Activity: In the entries below, begin at the line with "Point to the crossbody" and stop after the line with "Point to the dark"; output those lines exactly and omit the pictures.

Referring expression data:
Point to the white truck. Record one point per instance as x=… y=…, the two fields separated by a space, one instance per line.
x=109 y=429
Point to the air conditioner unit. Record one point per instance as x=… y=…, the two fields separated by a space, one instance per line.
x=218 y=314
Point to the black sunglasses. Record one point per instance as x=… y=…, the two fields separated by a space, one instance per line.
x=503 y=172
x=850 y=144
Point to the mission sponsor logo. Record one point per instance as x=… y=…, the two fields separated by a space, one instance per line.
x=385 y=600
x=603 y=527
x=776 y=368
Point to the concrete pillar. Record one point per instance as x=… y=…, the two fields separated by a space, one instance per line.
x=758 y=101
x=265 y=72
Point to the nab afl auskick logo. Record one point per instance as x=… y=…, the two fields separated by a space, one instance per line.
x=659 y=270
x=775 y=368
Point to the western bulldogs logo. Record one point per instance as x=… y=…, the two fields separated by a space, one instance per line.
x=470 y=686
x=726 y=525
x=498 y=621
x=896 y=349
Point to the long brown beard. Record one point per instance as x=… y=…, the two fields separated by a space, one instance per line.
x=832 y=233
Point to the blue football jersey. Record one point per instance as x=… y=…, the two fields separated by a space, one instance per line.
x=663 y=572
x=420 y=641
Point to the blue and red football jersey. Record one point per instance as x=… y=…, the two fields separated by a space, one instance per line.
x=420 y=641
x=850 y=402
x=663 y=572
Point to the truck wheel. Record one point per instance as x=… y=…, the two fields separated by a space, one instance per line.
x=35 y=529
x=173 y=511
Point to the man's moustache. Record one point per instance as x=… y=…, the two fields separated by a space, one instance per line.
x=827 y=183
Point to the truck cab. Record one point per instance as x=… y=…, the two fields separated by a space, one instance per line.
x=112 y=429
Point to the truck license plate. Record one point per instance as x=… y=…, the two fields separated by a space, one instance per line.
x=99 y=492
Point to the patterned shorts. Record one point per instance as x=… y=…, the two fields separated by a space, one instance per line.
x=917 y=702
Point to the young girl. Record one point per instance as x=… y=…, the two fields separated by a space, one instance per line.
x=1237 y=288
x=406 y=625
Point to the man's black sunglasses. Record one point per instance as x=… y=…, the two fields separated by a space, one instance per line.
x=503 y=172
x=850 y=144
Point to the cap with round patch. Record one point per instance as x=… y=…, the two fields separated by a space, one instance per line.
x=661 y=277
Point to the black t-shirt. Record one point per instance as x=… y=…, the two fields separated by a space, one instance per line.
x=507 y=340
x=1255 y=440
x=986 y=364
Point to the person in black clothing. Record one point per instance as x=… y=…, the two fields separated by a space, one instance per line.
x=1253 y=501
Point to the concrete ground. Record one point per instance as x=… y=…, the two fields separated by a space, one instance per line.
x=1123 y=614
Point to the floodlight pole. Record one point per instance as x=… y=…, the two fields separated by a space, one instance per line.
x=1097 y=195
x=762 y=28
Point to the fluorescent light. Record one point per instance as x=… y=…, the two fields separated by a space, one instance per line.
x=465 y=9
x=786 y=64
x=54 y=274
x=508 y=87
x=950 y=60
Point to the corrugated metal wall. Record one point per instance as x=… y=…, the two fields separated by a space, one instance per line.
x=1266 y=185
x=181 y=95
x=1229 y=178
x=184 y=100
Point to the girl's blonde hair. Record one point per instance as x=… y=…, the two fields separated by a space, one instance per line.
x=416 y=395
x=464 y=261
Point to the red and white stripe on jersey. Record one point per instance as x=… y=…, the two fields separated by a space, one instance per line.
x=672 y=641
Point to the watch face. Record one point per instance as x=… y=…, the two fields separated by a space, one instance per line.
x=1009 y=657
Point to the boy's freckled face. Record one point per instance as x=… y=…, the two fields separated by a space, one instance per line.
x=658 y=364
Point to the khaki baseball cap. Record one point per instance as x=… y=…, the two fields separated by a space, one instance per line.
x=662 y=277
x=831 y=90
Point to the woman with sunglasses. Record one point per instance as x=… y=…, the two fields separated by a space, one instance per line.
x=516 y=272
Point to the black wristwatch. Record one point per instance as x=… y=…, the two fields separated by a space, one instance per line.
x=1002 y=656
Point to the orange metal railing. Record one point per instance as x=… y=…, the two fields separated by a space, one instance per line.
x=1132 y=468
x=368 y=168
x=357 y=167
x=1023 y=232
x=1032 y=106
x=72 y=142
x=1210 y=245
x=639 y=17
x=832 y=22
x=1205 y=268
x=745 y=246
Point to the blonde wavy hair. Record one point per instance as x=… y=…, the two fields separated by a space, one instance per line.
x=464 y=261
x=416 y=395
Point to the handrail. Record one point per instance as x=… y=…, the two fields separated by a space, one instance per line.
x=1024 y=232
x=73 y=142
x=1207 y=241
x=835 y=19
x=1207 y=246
---
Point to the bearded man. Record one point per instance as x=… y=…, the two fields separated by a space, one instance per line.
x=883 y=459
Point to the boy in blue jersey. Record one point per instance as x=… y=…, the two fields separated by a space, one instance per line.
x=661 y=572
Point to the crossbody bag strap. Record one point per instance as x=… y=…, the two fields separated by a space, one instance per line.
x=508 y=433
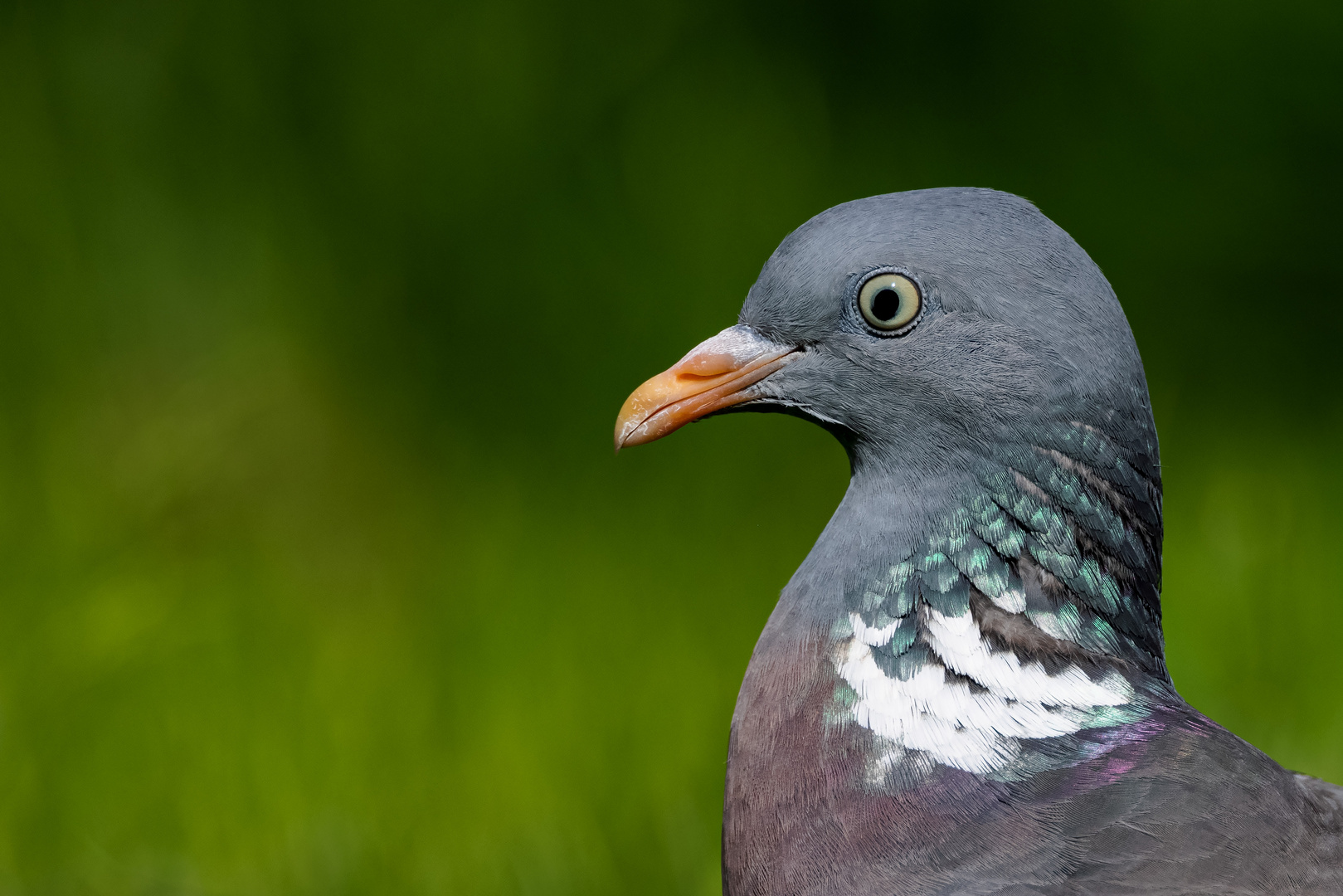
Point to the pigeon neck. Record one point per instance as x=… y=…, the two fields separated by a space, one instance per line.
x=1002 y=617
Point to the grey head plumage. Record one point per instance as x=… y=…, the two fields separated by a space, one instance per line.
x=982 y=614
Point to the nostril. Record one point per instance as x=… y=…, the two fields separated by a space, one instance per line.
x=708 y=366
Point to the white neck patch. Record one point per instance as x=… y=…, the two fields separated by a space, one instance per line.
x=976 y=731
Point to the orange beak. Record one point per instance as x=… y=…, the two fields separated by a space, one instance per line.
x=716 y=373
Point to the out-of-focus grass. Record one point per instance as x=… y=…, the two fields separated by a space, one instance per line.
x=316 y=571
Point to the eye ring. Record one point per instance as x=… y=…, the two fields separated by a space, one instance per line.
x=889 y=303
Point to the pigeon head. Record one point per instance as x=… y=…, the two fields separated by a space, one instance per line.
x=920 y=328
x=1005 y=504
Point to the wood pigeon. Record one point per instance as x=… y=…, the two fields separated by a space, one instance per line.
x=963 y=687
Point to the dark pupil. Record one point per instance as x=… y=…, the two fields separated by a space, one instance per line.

Your response:
Point to the crossbody bag strap. Record one point per instance as x=… y=…, the two fields separated by a space, one instance per line.
x=508 y=433
Point to the pigeon neck. Record one point per instance as x=… y=…, the two fields separated by a space, one instance per line.
x=1002 y=617
Point to the grey head plumage. Record one point per instance as x=… y=…, the two fields separated by a space, one instance per line.
x=982 y=614
Point to the nostril. Record one point per instance as x=… y=…, the two fields separated by a space, one instance per line.
x=708 y=366
Point to the white neck patch. Record one point per instance as x=… y=…, the two fields separated by a space, one instance per line.
x=976 y=731
Point to the orange beak. Record one point per instance as x=… y=…, the two fields separated by a space, one instance per line.
x=716 y=373
Point to the out-of-focus grass. Record one point per instance as x=… y=…, the two fields separated by a space, one instance per line.
x=316 y=571
Point to the eye ring. Record one point per instance as x=… y=…, the two fields separated by a space, one instance per line.
x=889 y=303
Point to the pigeon head. Record one point per instance as x=… y=…, the two fields separated by a space, one instance per line.
x=920 y=328
x=1005 y=504
Point to the wood pigeon. Record one point per instance as x=… y=…, the two fields separated by a space, one instance per line.
x=963 y=687
Point to the dark pupil. Record one point per instance as x=… y=…, the two fields separated by a space, one instance per line.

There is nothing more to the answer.